▶ Activity
Images are to be omitted, and the rest of the records reproduced exactly.
►
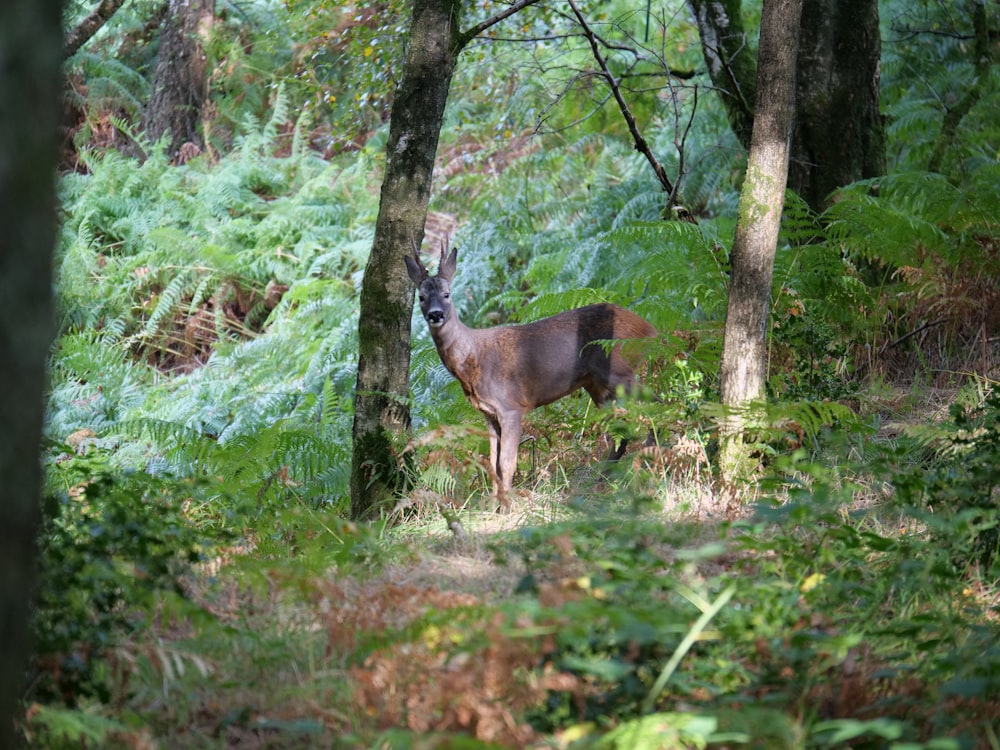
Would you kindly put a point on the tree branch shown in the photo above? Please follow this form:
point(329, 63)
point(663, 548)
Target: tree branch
point(90, 25)
point(467, 36)
point(640, 143)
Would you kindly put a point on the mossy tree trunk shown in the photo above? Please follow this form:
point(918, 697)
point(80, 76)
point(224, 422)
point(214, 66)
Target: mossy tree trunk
point(31, 45)
point(730, 60)
point(839, 134)
point(380, 408)
point(380, 400)
point(744, 352)
point(180, 78)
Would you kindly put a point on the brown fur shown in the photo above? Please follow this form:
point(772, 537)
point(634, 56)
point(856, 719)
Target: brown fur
point(507, 371)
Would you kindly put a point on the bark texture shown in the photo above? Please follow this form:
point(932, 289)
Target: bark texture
point(839, 135)
point(31, 44)
point(744, 352)
point(180, 77)
point(380, 408)
point(85, 30)
point(730, 60)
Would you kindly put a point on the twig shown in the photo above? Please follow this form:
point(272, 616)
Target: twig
point(640, 143)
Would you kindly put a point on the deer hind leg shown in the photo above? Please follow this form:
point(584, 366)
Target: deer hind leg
point(600, 396)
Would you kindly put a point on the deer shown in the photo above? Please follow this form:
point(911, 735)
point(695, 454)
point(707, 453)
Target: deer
point(507, 371)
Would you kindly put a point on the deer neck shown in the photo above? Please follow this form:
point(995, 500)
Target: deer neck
point(456, 345)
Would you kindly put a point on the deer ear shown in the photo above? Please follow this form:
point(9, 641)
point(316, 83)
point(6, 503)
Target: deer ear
point(415, 268)
point(446, 270)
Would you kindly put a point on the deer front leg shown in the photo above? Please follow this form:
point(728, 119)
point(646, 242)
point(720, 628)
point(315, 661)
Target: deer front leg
point(493, 429)
point(510, 439)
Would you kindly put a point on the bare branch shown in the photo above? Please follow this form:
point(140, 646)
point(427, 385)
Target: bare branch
point(90, 25)
point(466, 36)
point(640, 143)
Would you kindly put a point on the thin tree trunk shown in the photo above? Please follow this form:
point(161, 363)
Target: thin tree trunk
point(380, 408)
point(839, 134)
point(380, 400)
point(744, 353)
point(982, 53)
point(31, 44)
point(85, 30)
point(180, 78)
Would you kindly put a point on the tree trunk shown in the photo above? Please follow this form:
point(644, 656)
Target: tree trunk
point(85, 30)
point(744, 352)
point(180, 78)
point(380, 408)
point(839, 134)
point(31, 45)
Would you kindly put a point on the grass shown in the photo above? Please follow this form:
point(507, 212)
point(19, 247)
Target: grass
point(582, 619)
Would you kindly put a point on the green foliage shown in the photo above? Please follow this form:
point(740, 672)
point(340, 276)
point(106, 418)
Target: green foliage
point(166, 269)
point(111, 546)
point(958, 497)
◄
▶ Problem solution
Would you kindly put a point on the tree branch shown in the photo above? Please follow this form:
point(329, 63)
point(663, 548)
Target: tree branch
point(90, 25)
point(467, 36)
point(640, 143)
Would you kindly put a point on the mossy tree trunk shown in the photo above? Please follow this form:
point(918, 697)
point(80, 76)
point(224, 422)
point(214, 66)
Target: mossy tree trunk
point(31, 45)
point(730, 60)
point(839, 134)
point(380, 408)
point(380, 400)
point(744, 352)
point(180, 78)
Would you kindly put a point on the brown fur shown in the photo above? Please follow this form:
point(772, 537)
point(634, 56)
point(856, 719)
Target: brown fur
point(507, 371)
Would you kindly put a point on the bark texture shown in the photo above? Please follow this form:
point(932, 289)
Target: bark texture
point(839, 135)
point(31, 44)
point(744, 352)
point(180, 77)
point(380, 408)
point(85, 30)
point(730, 60)
Would you kindly put a point on the twig shown in the photo above? Please follow this form:
point(272, 616)
Target: twig
point(640, 143)
Would you kindly put a point on the deer hind leg shown in the photo above? Please follow this form:
point(584, 366)
Target: deer hind leg
point(600, 396)
Would you kindly put a point on the deer shown in the photo above? Please follow this form:
point(911, 735)
point(695, 454)
point(707, 453)
Target: deer
point(507, 371)
Would you kindly put a point on the deer neck shown in the photo above? Please follow this form:
point(995, 500)
Target: deer neck
point(456, 345)
Would you kindly put a point on the deer ear shown in the photo above? Please follow this form:
point(9, 641)
point(316, 83)
point(6, 503)
Target: deer ear
point(415, 268)
point(446, 270)
Would you kindly put a point on the deer front leg shown in the photo above? Please follow this form:
point(728, 119)
point(646, 242)
point(720, 628)
point(315, 661)
Target: deer front leg
point(493, 429)
point(510, 439)
Would you kindly put a point on the bare branch shown in the photo above? Please follow this form:
point(140, 646)
point(427, 385)
Target: bare branch
point(90, 25)
point(466, 36)
point(640, 143)
Would you kindly put a point on the thin tree trunk shown in the photo above? Please follow this form:
point(161, 363)
Target: thin tree trunk
point(380, 408)
point(839, 134)
point(380, 400)
point(744, 353)
point(982, 53)
point(31, 44)
point(85, 30)
point(180, 78)
Would you kindly put a point on the tree trunk shown in the photo above? Please follow this form:
point(644, 656)
Target: tree trunk
point(85, 30)
point(744, 352)
point(180, 78)
point(380, 408)
point(839, 134)
point(31, 45)
Would you kindly put a point on the grass shown in the photo above? Please follow this form:
point(507, 212)
point(19, 247)
Target: grass
point(582, 619)
Would you kindly put a point on the green foliage shown in the photo above? Please follow this form:
point(740, 672)
point(340, 276)
point(106, 418)
Target: green foliage
point(166, 269)
point(111, 546)
point(958, 497)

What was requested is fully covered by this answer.